- **OBJECTIVES**:
**1)** In the forum post about changing facilities, rewrite everything from "I have told" down to "arrangement was introduced.", replacing "cubicle" with "stall".
**2)** Copy out the rows word for word: everything from the line containing "Task: point out the building" down to the line containing "[[364, 32]]".

- **SOURCE EXTRACT**:
◇ ◇ ◇ ◇ ◇ ◇ ◇

Out of interest, would 'good' changing village facilities make it more acceptable to those who feel uncomfortable? By which I mean almost floor to ceiling partitions, decent sized cubicles, separate private showers etc? Or would that still not feel comfortable? I think there definitely are some facilities that are more private than others. But I'm 38 and in the 20 years or so that our local pool has had these facilities, I've never witnessed a man expose himself or behave inappropriately or in an intimidating way.

That is not to belittle the fears of those who don't like them, I'm not bring dismissive of your concerns, just adding my own observation. I am the original prude btw, I was brought up in a family where nudity was totally unacceptable, we never saw each other undressed, I don't 'do' nudity as I'm so uncomfortable with it, so I am very far from those posters who are all 'oh, it's only a body!' Grin

calmet · 08/06/2014 10:00

I have told you, as have others, that they do not like to get changed in a cubicle with men round about. It doesn't matter that you don't understand that, it is an issue. I have also told you that others have posted on MN saying they stopped going swimming when this type of changing arrangement was introduced.

◇ ◇ ◇ ◇ ◇ ◇ ◇

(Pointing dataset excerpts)
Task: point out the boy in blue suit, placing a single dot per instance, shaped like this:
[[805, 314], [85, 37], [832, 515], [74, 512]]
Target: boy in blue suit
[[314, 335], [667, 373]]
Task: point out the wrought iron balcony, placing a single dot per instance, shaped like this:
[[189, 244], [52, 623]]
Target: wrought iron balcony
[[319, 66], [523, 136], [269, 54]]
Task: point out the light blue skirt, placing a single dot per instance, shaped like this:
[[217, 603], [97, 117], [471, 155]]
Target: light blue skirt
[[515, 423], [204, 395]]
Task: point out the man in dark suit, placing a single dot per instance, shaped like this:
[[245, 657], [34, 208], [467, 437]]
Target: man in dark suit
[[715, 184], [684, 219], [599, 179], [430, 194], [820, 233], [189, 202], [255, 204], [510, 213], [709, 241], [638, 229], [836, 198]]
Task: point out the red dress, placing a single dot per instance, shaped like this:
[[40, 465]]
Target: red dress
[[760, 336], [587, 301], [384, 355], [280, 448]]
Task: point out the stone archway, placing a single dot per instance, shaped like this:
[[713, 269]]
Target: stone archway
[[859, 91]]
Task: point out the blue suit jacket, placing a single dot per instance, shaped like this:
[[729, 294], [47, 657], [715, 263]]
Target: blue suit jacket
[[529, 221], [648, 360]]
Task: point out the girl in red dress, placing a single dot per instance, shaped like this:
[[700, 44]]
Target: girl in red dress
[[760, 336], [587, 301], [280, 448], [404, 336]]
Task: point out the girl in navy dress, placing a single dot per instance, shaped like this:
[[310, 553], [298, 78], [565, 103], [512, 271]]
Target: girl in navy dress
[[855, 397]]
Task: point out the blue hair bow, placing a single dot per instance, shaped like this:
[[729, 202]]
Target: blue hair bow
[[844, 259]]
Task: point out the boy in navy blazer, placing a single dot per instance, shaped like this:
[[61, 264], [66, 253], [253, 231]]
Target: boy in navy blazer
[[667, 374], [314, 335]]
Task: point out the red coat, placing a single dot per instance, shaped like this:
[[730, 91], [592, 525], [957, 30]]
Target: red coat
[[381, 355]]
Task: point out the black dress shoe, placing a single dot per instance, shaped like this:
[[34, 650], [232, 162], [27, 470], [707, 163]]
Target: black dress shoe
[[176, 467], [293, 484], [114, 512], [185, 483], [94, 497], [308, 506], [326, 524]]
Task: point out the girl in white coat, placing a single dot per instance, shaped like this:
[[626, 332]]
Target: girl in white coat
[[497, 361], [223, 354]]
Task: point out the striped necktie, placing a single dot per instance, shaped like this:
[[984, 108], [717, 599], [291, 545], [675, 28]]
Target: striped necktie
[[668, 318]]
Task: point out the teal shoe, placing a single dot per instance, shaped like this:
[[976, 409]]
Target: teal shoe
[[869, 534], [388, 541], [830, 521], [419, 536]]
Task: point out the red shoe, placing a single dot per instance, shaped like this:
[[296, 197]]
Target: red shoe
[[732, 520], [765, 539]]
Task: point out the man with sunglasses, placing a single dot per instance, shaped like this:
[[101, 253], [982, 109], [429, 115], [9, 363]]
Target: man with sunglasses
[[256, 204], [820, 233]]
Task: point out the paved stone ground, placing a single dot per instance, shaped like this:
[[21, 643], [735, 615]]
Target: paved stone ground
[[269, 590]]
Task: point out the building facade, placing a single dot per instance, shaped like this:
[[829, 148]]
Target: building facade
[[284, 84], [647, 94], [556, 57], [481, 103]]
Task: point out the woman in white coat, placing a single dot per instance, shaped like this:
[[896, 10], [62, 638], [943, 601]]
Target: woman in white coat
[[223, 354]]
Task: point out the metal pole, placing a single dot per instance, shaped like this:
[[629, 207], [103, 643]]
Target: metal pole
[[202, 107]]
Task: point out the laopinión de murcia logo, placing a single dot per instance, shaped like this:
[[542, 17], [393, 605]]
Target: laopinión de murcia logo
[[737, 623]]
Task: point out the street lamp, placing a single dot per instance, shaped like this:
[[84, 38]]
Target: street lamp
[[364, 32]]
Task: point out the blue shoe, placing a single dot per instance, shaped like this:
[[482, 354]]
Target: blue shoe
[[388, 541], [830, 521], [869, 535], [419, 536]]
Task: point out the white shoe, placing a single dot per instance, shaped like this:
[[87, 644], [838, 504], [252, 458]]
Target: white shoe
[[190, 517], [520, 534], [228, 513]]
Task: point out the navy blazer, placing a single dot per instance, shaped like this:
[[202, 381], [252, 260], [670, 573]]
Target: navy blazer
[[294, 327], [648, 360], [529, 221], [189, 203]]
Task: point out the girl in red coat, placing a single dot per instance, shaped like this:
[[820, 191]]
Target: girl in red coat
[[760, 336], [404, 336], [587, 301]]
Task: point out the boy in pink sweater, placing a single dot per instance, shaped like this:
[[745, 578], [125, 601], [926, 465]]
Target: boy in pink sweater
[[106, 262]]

◇ ◇ ◇ ◇ ◇ ◇ ◇

- **RESULTS BY TASK**:
**1)**
I have told you, as have others, that they do not like to get changed in a stall with men round about. It doesn't matter that you don't understand that, it is an issue. I have also told you that others have posted on MN saying they stopped going swimming when this type of changing arrangement was introduced.

**2)**
Task: point out the building facade, placing a single dot per instance, shaped like this:
[[829, 148]]
Target: building facade
[[284, 84], [647, 94], [556, 57], [481, 103]]
Task: point out the woman in white coat, placing a single dot per instance, shaped like this:
[[896, 10], [62, 638], [943, 601]]
Target: woman in white coat
[[223, 354]]
Task: point out the metal pole, placing a single dot per instance, shaped like this:
[[629, 207], [103, 643]]
Target: metal pole
[[202, 107]]
Task: point out the laopinión de murcia logo, placing a single dot per instance, shaped like this:
[[542, 17], [393, 605]]
Target: laopinión de murcia logo
[[737, 623]]
Task: point out the street lamp, placing a single dot per instance, shaped like this:
[[84, 38]]
Target: street lamp
[[364, 32]]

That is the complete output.